Excerpt provided.
------------------------------

[R-sig-hpc] snow, open mpi and "Connection to lifeline [[62364, 0], 0] lost"

Jonathan Greenberg greenberg at ucdavis.edu
Tue Jul 6 19:11:55 CEST 2010


I've been successfully running snow via Rmpi on some small tests I've
been doing for this big modeling run I'm working towards, and when I
finally initiated the run, I'm getting (after some time and several
snow calls) the following error which quits out of R entirely:

[HOSTNAME:19967] [[62364,1],0] routed:binomial: Connection to lifeline
[[62364,0],0] lost

This is on a Debian x64 system with 4 CPUs.

I've used both a debian install of openmpi plus a standard
install.packages("snow"), as well as trying out the "sudo apt-get
install r-cran-rmpi" approaches to running snow via Rmpi, and I'm
getting the same behavior.  The code and input data are too complex to
paste in here, but a couple of things I was thinking might be hints to
what might be going on:

1) I am currently initiating a snow/Rmpi cluster a SINGLE time via 			
cl <- makeCluster(8, type = "MPI")

------------------------------

Recorded data.
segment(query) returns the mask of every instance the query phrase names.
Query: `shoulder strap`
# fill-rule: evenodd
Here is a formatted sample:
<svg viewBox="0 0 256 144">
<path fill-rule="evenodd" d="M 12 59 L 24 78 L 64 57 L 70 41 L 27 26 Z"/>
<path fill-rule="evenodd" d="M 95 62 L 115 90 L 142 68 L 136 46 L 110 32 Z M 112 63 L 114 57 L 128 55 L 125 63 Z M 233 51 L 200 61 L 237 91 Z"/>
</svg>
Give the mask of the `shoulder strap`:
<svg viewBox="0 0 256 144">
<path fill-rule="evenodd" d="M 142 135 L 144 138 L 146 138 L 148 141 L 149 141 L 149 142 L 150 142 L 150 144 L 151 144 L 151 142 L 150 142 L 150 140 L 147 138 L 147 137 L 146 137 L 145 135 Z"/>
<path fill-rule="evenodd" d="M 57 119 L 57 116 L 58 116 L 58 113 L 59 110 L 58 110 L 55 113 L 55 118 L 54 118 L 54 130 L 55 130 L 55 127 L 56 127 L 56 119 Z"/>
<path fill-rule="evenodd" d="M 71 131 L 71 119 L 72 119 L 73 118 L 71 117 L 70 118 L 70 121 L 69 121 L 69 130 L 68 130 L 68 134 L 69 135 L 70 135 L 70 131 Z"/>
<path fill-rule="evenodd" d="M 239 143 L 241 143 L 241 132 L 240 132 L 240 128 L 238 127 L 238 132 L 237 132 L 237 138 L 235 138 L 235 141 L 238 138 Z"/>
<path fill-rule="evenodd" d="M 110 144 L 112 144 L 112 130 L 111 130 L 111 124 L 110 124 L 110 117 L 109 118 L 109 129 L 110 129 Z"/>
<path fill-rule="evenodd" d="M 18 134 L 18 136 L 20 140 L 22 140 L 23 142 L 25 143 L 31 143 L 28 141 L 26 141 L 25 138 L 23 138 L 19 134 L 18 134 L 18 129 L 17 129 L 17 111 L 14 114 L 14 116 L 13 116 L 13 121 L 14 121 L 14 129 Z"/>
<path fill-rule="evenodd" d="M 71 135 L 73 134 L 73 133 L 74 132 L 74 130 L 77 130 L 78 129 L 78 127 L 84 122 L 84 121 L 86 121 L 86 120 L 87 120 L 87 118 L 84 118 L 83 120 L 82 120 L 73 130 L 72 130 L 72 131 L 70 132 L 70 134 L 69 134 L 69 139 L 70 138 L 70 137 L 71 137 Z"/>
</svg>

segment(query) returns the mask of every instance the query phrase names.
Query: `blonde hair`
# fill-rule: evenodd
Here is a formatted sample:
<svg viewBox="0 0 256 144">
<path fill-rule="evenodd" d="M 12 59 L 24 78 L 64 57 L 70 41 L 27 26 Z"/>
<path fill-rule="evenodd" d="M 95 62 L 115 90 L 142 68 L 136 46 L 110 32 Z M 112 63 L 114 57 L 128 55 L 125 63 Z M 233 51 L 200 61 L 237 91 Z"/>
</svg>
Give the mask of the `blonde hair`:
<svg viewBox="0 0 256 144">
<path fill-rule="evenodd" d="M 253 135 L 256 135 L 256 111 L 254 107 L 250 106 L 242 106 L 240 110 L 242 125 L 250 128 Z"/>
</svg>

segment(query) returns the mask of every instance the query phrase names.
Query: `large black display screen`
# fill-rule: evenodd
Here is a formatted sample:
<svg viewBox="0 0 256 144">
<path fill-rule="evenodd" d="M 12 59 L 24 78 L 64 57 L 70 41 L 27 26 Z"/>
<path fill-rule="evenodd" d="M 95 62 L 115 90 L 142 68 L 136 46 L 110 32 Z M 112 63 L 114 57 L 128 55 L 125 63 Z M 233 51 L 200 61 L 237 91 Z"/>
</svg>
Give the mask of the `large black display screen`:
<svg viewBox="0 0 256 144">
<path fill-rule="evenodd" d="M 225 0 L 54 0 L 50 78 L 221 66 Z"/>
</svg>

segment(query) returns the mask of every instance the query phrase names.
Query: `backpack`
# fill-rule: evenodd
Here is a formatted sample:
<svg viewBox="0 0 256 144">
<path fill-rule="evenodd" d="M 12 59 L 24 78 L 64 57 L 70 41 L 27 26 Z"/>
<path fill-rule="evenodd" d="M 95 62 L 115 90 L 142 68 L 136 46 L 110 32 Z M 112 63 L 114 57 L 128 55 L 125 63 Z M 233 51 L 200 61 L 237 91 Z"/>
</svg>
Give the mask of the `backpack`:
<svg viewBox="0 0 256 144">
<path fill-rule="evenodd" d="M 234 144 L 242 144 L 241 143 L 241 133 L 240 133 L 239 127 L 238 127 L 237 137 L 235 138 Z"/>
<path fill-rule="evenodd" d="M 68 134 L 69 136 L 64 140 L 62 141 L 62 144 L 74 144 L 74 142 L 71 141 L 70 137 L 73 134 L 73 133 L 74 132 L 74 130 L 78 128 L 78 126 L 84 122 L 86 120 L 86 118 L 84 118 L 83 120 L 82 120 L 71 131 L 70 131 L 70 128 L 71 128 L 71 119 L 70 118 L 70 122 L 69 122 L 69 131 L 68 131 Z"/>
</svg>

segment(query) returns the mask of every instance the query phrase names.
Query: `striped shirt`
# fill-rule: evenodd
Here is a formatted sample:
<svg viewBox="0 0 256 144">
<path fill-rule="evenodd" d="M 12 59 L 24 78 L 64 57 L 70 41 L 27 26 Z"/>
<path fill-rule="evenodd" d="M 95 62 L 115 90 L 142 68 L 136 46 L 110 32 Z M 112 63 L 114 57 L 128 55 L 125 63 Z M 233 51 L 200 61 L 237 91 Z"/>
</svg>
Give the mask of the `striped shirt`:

------------------------------

What you will do. In the forum post about snow and Open MPI, how many CPUs does the Debian system have?

Result of the exercise. It has 4 CPUs.